Stated goal — Could you reproduce the listing between the line holding "query: piggy bank" and the line holding "121 123 L 117", inclusive, leaving the request text unchanged but offsetting every coordinate in the path answers by -5?

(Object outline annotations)
— Begin —

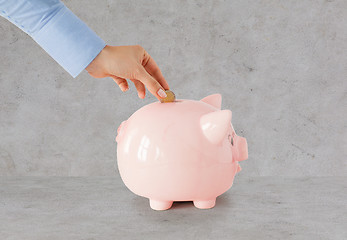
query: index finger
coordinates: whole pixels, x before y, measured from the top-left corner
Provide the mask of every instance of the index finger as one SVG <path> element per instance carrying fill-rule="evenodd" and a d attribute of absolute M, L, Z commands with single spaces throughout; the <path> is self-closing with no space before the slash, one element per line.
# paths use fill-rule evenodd
<path fill-rule="evenodd" d="M 145 51 L 144 59 L 142 61 L 142 66 L 146 69 L 146 71 L 154 77 L 155 80 L 159 82 L 159 84 L 165 89 L 170 89 L 169 84 L 165 80 L 163 74 L 161 73 L 157 63 L 154 59 Z"/>

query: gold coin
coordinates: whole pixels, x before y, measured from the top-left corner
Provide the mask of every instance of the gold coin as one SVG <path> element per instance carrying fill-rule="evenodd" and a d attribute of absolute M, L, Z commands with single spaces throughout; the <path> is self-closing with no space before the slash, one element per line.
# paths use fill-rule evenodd
<path fill-rule="evenodd" d="M 172 91 L 166 90 L 165 93 L 167 95 L 166 98 L 160 99 L 160 102 L 162 102 L 162 103 L 174 102 L 176 100 L 176 96 L 175 96 L 175 94 Z"/>

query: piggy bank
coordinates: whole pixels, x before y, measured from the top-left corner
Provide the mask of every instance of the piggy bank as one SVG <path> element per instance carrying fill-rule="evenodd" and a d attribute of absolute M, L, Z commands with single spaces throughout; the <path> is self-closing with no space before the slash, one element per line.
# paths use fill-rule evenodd
<path fill-rule="evenodd" d="M 121 123 L 117 161 L 124 184 L 149 199 L 154 210 L 174 201 L 215 206 L 248 157 L 246 139 L 236 135 L 231 111 L 220 94 L 200 101 L 148 104 Z"/>

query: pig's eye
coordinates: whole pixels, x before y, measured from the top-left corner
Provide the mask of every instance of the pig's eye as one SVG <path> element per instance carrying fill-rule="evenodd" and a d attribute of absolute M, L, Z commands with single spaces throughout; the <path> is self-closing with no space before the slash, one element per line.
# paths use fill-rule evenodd
<path fill-rule="evenodd" d="M 228 139 L 229 139 L 229 142 L 231 143 L 231 146 L 234 146 L 234 140 L 230 134 L 228 135 Z"/>

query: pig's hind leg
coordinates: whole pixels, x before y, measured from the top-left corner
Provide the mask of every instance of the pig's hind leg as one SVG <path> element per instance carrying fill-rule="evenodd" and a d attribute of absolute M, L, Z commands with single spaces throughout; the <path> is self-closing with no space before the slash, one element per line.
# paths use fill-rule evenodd
<path fill-rule="evenodd" d="M 167 210 L 171 208 L 173 201 L 158 201 L 149 199 L 149 205 L 153 210 Z"/>
<path fill-rule="evenodd" d="M 216 199 L 212 200 L 199 200 L 199 201 L 193 201 L 194 206 L 200 209 L 209 209 L 213 208 L 216 205 Z"/>

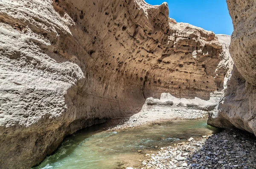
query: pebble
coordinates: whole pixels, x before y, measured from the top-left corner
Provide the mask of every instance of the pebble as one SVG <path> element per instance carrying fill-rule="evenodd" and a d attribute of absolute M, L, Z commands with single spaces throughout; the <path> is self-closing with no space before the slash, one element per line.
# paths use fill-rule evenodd
<path fill-rule="evenodd" d="M 182 166 L 188 166 L 188 164 L 186 163 L 184 163 L 182 164 Z"/>
<path fill-rule="evenodd" d="M 146 154 L 151 159 L 142 164 L 145 169 L 256 169 L 256 143 L 242 142 L 239 138 L 241 134 L 234 131 L 224 130 L 207 139 L 161 147 L 154 154 Z"/>
<path fill-rule="evenodd" d="M 188 140 L 188 141 L 189 141 L 189 142 L 190 142 L 190 141 L 192 141 L 193 140 L 194 140 L 194 138 L 192 138 L 192 137 L 191 137 L 191 138 L 190 138 L 189 139 L 189 140 Z"/>

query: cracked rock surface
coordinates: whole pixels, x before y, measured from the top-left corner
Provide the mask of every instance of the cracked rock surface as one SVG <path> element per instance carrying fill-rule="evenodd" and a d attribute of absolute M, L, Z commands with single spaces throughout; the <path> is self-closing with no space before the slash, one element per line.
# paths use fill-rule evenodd
<path fill-rule="evenodd" d="M 226 72 L 212 32 L 142 0 L 0 1 L 0 168 L 168 93 L 209 99 Z"/>
<path fill-rule="evenodd" d="M 234 32 L 229 48 L 234 61 L 225 97 L 210 114 L 208 124 L 236 127 L 256 135 L 255 2 L 227 0 Z"/>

— End —

Result of the exercise —
query: piggy bank
coordinates: whole pixels, x before y, measured from the top-left corner
Provide the mask of every instance of the piggy bank as one SVG <path> element per instance carrying fill-rule="evenodd" and a d attribute of absolute M, L, Z commands with single spaces throughout; the <path> is self-closing with no space before the slash, one element per line.
# paths use fill-rule evenodd
<path fill-rule="evenodd" d="M 116 118 L 112 156 L 119 179 L 144 194 L 149 205 L 169 196 L 210 201 L 243 152 L 241 134 L 231 130 L 226 106 L 215 89 L 195 96 L 143 99 Z"/>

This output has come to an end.